+++ THE DATA
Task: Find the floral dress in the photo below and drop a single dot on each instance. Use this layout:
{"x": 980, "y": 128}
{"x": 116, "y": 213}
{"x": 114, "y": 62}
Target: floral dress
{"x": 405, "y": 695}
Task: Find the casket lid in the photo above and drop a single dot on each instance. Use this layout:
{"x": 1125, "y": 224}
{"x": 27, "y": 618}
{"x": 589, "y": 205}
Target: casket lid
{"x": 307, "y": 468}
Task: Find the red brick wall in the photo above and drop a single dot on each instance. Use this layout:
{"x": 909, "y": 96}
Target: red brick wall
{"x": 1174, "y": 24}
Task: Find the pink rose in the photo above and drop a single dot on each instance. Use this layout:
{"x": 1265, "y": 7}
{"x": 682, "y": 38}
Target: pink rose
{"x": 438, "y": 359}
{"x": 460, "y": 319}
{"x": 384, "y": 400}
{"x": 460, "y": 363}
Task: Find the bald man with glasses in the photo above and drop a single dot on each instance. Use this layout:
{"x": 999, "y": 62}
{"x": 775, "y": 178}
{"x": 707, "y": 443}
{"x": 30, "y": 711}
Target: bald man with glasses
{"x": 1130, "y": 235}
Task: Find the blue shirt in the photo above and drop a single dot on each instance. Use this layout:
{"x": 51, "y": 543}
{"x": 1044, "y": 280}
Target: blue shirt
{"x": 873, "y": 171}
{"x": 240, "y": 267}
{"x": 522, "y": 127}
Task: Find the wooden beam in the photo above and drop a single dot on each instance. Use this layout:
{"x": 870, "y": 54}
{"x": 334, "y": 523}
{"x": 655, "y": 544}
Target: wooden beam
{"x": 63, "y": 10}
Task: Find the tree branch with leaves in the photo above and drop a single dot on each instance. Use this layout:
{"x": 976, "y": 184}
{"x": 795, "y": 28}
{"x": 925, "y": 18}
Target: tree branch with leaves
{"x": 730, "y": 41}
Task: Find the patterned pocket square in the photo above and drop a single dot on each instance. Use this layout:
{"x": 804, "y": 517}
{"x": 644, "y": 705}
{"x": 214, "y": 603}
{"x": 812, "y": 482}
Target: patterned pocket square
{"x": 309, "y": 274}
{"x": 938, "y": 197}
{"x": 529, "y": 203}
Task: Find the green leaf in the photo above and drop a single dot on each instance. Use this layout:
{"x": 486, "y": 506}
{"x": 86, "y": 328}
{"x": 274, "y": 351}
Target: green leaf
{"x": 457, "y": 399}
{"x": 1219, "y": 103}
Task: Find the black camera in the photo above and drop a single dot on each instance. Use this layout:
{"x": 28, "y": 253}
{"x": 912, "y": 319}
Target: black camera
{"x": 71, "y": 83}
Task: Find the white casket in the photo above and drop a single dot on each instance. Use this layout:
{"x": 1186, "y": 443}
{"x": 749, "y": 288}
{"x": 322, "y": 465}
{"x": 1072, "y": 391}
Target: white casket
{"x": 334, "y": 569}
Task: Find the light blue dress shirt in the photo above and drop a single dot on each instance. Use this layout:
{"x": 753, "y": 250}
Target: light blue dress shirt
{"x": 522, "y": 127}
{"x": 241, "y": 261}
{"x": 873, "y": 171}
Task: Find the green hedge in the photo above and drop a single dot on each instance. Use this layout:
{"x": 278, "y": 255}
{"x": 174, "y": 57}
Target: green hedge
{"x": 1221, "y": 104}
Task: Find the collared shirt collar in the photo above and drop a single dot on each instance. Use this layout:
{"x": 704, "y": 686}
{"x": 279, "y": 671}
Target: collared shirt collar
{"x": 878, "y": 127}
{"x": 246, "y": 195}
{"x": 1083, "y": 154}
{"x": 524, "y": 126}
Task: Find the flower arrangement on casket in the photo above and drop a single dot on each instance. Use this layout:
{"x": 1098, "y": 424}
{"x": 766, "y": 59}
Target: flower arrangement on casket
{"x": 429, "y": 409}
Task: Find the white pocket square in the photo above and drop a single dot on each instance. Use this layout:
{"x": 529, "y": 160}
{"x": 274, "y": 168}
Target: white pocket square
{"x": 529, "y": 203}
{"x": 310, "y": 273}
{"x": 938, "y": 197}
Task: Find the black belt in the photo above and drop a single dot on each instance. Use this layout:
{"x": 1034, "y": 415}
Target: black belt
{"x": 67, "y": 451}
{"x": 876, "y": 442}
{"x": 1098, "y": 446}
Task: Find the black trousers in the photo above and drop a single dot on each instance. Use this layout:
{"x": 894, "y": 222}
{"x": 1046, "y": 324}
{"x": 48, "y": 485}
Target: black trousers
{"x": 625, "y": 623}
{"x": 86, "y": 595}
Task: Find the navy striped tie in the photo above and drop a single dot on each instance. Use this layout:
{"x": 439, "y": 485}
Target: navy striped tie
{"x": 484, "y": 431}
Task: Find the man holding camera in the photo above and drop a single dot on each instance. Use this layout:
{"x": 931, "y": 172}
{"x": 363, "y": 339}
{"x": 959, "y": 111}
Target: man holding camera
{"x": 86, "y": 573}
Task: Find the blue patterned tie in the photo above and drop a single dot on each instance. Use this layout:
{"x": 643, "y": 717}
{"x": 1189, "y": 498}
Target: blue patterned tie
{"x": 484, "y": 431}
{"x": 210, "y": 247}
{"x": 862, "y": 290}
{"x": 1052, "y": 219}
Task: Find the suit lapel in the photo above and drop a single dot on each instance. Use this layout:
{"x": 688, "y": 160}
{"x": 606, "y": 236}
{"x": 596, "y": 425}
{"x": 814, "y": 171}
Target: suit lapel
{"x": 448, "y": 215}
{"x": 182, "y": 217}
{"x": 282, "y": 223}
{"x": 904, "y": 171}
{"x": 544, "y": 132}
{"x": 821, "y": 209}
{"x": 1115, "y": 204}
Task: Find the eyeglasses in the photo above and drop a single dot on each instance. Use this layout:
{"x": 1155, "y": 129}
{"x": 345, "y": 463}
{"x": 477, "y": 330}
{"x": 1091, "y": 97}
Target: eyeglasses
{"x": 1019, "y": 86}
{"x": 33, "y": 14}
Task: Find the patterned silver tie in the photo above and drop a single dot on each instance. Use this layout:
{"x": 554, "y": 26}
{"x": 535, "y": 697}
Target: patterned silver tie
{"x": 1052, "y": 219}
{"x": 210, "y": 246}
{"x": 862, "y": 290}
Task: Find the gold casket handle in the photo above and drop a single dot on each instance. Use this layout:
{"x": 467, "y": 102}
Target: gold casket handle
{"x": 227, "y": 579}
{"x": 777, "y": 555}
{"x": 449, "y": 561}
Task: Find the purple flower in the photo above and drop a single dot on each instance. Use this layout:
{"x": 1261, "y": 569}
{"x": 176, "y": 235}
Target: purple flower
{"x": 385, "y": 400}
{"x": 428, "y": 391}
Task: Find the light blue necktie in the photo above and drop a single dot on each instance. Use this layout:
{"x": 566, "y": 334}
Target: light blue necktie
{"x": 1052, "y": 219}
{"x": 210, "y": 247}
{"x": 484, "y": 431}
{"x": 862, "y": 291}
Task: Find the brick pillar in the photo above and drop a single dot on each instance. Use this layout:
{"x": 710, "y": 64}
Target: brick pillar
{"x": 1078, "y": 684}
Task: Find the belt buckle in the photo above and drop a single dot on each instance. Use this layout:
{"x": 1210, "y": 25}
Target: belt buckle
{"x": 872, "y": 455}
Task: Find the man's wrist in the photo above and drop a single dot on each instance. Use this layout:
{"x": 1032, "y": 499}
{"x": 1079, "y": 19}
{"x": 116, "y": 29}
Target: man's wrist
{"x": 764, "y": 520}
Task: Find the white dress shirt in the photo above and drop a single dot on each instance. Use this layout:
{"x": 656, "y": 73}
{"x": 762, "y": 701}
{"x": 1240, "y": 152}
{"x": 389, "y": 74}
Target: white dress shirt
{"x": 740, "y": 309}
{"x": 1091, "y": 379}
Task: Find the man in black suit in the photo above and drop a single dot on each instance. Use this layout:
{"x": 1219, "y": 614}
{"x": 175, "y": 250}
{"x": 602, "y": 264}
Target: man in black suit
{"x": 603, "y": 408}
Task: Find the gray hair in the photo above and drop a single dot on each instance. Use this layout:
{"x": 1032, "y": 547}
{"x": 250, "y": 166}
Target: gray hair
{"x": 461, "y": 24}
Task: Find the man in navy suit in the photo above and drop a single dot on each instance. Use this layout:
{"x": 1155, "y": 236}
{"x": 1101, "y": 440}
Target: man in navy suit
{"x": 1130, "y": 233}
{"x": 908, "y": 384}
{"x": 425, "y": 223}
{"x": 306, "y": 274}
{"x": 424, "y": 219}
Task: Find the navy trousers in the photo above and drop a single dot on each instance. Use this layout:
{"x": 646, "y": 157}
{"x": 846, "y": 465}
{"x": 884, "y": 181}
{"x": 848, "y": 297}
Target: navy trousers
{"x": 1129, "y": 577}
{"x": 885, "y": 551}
++++++
+++ THE DATA
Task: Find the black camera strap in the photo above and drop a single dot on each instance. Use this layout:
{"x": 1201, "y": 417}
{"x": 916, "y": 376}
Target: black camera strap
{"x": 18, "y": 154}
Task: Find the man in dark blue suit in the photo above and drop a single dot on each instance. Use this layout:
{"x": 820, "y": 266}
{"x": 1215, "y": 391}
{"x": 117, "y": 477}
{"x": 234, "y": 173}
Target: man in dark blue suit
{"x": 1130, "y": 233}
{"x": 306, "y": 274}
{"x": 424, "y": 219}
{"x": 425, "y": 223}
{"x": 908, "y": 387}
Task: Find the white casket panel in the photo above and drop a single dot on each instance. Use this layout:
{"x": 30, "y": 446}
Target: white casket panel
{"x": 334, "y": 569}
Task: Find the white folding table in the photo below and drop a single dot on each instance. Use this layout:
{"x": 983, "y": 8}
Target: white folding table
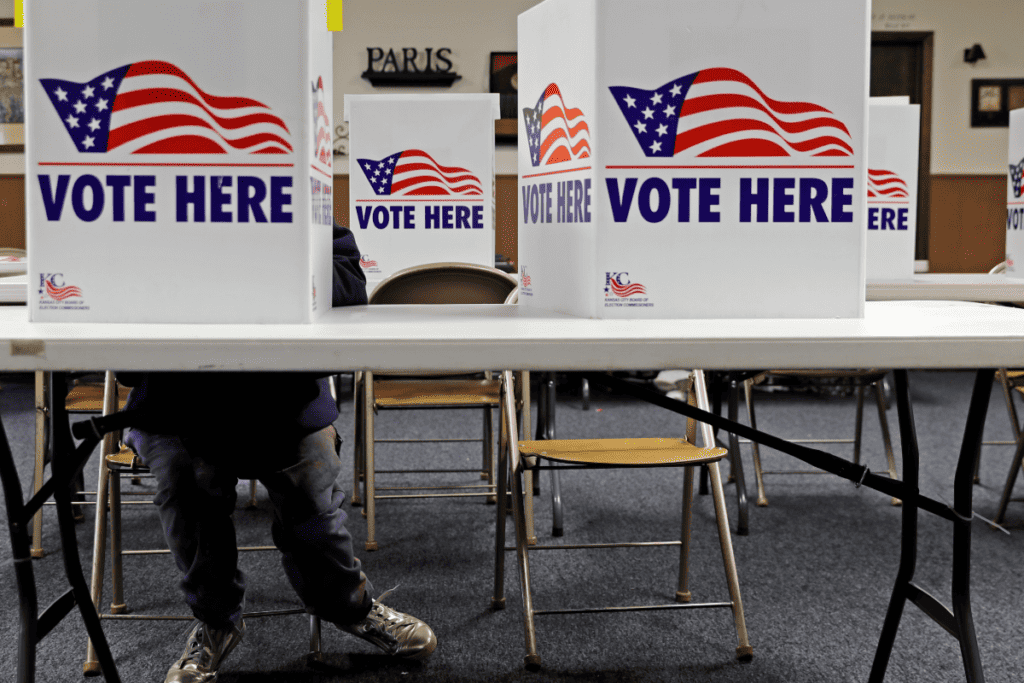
++++++
| TASK DESCRIPTION |
In the entries above, the lines from the one bearing "Task: Find the floral" up to and including the one bearing "Task: Find the patterned pocket" should be transcribed exactly; no other line is wanted.

| OUTPUT OF THE EXERCISE |
Task: Find the floral dress in the photo below and drop a single dot on each instance. Use this layout:
{"x": 980, "y": 128}
{"x": 116, "y": 213}
{"x": 114, "y": 62}
Target: floral dress
{"x": 405, "y": 695}
Task: Find the casket lid in the photo above and drop a single dot on each instance. Use this layout:
{"x": 1125, "y": 224}
{"x": 27, "y": 618}
{"x": 589, "y": 205}
Target: casket lid
{"x": 307, "y": 468}
Task: Find the red brick wall in the photo above and drop a single dot on each instance. Use this layout:
{"x": 909, "y": 96}
Target: red brick wall
{"x": 1174, "y": 24}
Task: Find the pink rose in the photo above and drop a single dot on each instance. Use this layout:
{"x": 1265, "y": 7}
{"x": 682, "y": 38}
Target: pink rose
{"x": 438, "y": 359}
{"x": 460, "y": 319}
{"x": 384, "y": 400}
{"x": 460, "y": 363}
Task: Find the bald man with glasses in the photo above and drop a single dot on each instance. Use this layout:
{"x": 999, "y": 62}
{"x": 775, "y": 178}
{"x": 707, "y": 443}
{"x": 30, "y": 711}
Target: bald man with glasses
{"x": 1130, "y": 235}
Task: Find the blue shirt in the photo above and drop a single dot on each instance. Use this layout:
{"x": 51, "y": 543}
{"x": 1044, "y": 280}
Target: blue shirt
{"x": 873, "y": 171}
{"x": 240, "y": 267}
{"x": 522, "y": 127}
Task: Find the wooden beam in the photo above and drop a single dot on each instance. Use this layout:
{"x": 870, "y": 54}
{"x": 334, "y": 523}
{"x": 655, "y": 544}
Target: wooden beam
{"x": 63, "y": 10}
Task: Find the tree branch with leaves in the photo above and drop a single dot on each instance. Use this layout:
{"x": 976, "y": 184}
{"x": 795, "y": 28}
{"x": 925, "y": 18}
Target: tree branch with leaves
{"x": 730, "y": 41}
Task: Find the patterned pocket square in the photo above and drop a single dot on each instance. Use this layout:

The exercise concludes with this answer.